— Begin —

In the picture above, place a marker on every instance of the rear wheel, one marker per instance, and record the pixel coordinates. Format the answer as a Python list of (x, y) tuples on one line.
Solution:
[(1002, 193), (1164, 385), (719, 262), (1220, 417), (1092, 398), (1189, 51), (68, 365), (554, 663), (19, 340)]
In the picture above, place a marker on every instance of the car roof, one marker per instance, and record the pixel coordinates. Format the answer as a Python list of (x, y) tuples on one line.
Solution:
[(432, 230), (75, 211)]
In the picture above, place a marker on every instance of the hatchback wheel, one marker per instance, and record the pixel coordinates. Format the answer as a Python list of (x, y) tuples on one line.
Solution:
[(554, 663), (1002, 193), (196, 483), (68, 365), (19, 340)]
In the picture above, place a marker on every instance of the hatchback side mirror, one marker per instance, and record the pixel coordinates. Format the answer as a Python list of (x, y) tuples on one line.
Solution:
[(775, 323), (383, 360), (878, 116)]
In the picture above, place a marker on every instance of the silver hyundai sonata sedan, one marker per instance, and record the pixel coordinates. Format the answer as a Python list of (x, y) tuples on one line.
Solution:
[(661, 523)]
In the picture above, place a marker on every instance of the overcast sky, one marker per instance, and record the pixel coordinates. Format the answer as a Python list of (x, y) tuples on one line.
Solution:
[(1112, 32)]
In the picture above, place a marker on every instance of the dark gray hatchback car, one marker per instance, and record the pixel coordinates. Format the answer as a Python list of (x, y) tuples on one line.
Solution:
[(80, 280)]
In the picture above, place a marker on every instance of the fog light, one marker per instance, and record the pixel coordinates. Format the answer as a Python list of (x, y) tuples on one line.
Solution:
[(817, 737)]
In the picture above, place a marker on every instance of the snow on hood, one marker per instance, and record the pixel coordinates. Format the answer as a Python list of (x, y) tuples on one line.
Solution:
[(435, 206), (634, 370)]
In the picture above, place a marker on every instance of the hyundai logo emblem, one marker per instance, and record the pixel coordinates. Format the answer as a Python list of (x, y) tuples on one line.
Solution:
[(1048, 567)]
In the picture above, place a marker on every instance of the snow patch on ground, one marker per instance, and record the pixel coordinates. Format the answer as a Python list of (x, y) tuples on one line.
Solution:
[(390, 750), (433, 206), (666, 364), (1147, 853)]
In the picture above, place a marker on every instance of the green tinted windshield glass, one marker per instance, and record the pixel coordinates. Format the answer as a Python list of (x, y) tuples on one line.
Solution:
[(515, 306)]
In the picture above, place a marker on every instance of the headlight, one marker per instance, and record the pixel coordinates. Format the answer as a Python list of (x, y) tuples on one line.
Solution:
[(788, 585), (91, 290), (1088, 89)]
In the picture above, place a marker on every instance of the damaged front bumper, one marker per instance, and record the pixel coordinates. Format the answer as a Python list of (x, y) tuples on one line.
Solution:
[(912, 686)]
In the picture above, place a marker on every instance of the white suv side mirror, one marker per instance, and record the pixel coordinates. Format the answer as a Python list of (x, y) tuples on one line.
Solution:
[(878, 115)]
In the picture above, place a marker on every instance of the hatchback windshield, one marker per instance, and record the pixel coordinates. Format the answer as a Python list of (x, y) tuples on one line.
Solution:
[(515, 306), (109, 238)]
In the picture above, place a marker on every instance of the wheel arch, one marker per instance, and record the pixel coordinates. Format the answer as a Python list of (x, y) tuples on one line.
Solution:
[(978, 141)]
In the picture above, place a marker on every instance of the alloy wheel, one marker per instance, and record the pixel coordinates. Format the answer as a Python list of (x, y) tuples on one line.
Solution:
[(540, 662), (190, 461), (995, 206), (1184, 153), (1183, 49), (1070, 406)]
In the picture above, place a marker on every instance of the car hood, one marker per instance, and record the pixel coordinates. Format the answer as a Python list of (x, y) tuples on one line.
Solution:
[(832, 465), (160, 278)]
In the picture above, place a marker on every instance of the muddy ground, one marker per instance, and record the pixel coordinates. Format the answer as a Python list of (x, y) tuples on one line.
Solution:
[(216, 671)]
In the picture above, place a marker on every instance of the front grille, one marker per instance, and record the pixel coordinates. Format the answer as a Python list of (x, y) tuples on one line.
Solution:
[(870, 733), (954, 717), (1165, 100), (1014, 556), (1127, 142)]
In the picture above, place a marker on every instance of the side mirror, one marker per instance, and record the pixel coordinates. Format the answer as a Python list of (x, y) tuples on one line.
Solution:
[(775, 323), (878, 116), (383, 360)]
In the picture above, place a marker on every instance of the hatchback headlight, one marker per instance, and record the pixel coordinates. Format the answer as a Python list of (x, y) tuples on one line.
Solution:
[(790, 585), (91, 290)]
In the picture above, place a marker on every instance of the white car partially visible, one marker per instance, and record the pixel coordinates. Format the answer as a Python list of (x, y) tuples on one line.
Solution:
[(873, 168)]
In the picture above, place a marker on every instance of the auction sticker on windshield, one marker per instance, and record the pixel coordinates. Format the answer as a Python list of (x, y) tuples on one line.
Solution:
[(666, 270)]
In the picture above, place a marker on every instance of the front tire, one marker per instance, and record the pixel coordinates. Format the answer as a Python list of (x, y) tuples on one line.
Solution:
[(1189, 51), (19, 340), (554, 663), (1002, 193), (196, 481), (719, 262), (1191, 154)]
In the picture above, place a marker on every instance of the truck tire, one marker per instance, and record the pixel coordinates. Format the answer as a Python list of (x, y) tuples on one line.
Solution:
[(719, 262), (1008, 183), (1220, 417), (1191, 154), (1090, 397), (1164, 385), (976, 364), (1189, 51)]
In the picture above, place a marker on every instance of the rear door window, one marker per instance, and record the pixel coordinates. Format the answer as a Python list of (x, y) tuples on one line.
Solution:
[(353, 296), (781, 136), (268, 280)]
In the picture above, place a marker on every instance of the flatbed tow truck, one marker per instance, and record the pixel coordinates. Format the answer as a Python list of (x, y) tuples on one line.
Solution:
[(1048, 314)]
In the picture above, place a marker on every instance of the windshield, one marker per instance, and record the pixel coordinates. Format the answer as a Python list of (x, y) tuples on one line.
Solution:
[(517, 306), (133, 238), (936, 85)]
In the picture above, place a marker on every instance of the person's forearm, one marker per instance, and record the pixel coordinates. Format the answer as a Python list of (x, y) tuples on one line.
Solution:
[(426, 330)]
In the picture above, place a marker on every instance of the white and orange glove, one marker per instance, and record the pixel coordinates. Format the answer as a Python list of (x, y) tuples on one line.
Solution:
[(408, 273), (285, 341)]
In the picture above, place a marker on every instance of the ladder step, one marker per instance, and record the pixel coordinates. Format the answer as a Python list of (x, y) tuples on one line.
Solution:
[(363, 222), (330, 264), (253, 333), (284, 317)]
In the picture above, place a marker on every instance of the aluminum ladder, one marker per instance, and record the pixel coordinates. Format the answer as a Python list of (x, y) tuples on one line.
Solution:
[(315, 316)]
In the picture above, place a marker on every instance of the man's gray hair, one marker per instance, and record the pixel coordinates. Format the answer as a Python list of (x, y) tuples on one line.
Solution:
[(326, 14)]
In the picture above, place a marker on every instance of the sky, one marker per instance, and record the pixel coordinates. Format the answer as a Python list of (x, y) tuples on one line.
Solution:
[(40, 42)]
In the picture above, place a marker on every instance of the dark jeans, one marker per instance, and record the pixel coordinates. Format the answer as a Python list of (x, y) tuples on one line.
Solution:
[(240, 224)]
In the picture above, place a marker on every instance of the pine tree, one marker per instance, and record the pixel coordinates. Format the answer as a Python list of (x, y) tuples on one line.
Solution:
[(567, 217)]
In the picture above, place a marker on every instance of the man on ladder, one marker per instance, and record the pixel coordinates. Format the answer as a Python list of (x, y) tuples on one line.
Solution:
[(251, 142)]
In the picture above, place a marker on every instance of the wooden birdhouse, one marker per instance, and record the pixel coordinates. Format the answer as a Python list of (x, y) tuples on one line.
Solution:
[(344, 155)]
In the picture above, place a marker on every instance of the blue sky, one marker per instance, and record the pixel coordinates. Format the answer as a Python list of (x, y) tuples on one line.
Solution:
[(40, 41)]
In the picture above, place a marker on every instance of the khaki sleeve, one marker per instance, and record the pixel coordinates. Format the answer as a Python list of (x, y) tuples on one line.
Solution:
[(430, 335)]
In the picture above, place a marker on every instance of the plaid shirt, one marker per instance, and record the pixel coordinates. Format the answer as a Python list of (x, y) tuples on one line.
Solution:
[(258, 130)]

— End —

**Task statement**
Convert the records from the line with "of the man's" to the line with "[(326, 14)]", both included, into a JSON list of strings, one string per line, leaving out blank lines.

**Response**
[
  "In the picture above, place a marker on every instance of the man's gray hair, one marker per instance, and record the pixel coordinates. Format the answer as a Python list of (x, y) tuples on one line.",
  "Solution:",
  "[(326, 14)]"
]